• **Exercise input**
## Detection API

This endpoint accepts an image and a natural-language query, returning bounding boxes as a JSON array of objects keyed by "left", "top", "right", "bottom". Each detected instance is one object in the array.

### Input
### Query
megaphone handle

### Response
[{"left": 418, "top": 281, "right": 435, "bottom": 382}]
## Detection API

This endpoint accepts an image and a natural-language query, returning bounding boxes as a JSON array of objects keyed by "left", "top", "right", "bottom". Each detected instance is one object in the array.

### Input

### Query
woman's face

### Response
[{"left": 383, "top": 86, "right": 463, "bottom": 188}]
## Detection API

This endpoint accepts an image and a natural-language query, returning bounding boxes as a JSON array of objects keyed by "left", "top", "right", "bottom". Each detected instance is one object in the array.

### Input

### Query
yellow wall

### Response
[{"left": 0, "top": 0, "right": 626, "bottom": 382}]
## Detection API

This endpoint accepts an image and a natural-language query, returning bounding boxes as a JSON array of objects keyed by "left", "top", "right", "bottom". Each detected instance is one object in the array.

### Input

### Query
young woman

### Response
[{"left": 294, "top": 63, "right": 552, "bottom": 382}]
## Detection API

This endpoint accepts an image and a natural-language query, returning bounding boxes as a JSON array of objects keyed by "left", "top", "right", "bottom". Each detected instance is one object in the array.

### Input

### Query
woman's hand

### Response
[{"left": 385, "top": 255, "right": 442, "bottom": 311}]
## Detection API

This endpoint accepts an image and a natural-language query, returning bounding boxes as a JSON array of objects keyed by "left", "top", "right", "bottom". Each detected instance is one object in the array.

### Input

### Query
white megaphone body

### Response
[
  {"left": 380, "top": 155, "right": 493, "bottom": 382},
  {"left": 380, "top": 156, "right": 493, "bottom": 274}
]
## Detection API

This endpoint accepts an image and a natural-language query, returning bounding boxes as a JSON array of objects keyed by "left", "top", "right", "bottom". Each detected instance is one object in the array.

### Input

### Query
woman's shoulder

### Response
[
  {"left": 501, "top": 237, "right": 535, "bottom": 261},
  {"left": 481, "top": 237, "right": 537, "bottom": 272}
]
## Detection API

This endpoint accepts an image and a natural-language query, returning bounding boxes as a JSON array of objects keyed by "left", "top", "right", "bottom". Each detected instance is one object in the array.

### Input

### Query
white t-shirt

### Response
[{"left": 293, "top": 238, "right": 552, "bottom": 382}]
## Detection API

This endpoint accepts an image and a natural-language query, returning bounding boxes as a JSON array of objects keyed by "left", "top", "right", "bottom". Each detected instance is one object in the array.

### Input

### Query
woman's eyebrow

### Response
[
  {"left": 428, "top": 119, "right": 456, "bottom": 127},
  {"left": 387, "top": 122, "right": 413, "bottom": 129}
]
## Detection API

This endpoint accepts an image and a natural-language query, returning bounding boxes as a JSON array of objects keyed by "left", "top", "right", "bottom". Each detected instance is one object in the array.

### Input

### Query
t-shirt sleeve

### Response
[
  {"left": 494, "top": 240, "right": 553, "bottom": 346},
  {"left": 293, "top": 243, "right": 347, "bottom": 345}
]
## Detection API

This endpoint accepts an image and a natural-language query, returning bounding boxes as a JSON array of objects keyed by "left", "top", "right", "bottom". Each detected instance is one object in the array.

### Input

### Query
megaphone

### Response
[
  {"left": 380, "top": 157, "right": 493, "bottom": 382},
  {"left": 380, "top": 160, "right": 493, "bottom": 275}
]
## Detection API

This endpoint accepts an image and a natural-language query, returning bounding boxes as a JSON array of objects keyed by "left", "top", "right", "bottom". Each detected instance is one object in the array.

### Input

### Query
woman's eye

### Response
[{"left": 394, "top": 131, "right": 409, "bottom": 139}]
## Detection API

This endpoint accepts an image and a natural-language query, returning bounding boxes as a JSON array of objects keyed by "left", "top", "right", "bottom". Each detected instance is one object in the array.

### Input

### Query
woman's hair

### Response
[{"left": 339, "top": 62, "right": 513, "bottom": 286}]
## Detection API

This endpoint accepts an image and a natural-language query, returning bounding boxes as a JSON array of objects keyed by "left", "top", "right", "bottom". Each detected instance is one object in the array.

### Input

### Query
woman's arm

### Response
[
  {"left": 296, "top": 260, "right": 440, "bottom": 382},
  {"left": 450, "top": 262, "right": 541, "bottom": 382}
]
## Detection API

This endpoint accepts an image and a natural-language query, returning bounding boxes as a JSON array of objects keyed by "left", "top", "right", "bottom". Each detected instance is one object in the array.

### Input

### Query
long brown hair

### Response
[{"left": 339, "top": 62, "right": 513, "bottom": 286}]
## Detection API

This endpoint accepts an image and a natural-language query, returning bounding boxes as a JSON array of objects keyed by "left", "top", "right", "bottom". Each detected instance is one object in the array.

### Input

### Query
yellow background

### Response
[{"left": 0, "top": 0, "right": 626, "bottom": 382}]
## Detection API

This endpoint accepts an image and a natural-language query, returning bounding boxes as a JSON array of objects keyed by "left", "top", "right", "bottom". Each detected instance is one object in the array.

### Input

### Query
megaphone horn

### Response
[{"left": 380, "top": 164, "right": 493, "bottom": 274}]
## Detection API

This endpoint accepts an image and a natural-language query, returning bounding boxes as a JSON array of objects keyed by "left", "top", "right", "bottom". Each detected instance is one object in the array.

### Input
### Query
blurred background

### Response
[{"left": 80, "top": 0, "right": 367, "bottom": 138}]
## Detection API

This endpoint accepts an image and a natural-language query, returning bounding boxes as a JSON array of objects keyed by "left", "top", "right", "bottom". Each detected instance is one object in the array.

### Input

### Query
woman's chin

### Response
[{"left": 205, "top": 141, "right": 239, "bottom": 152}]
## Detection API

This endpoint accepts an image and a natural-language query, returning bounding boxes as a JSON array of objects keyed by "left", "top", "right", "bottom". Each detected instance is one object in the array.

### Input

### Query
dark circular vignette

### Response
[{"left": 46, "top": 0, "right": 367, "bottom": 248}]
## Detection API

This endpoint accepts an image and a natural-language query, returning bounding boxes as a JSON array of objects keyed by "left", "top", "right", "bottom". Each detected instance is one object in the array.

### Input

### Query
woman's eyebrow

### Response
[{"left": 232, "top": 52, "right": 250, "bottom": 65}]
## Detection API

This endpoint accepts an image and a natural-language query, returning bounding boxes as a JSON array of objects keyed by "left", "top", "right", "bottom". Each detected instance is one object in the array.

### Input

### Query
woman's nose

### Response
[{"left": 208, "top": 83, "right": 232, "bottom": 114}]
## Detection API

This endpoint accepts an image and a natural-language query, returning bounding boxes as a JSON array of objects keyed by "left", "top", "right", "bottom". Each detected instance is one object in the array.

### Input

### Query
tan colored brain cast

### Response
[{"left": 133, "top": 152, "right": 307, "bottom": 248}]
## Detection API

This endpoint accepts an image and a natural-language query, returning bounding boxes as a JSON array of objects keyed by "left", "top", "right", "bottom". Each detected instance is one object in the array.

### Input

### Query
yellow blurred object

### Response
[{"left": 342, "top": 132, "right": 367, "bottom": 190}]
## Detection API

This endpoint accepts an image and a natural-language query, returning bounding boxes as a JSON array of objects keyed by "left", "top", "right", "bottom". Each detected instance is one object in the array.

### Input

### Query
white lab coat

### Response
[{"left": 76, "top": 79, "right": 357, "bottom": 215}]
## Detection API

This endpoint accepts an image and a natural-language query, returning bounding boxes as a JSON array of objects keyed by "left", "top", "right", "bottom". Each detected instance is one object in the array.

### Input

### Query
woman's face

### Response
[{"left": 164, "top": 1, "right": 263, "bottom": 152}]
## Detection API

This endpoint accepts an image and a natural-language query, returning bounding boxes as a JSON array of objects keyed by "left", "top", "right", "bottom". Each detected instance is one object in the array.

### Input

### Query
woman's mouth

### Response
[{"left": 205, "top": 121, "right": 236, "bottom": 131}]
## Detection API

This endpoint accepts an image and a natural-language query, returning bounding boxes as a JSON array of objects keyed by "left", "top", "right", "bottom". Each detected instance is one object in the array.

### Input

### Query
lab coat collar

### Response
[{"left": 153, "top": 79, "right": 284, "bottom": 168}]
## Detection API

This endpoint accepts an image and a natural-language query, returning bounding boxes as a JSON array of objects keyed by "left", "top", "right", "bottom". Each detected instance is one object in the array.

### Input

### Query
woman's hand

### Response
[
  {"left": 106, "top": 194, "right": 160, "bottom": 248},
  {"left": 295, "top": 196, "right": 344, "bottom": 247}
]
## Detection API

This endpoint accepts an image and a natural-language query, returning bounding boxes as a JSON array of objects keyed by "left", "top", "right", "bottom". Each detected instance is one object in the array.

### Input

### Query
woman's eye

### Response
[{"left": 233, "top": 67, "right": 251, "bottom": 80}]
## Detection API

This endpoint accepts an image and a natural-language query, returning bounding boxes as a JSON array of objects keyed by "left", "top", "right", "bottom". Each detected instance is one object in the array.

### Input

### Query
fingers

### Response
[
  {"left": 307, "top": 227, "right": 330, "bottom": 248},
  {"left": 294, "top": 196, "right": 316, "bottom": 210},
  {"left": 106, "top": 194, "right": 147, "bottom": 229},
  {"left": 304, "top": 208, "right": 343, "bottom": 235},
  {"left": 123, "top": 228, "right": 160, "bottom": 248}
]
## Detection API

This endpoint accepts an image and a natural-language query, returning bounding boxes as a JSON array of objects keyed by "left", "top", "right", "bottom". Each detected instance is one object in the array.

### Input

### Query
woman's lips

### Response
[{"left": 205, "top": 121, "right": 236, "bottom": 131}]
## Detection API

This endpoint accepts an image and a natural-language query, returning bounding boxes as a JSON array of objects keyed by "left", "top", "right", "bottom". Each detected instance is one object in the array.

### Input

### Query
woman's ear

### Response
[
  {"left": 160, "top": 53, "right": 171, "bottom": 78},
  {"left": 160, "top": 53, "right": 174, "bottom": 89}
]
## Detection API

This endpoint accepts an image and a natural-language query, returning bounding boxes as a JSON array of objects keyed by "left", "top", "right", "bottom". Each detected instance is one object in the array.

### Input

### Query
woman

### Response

• **Work to do**
State the number of lines in the data above that contain the word "megaphone". Give the number alone.

• **Result of this exercise**
4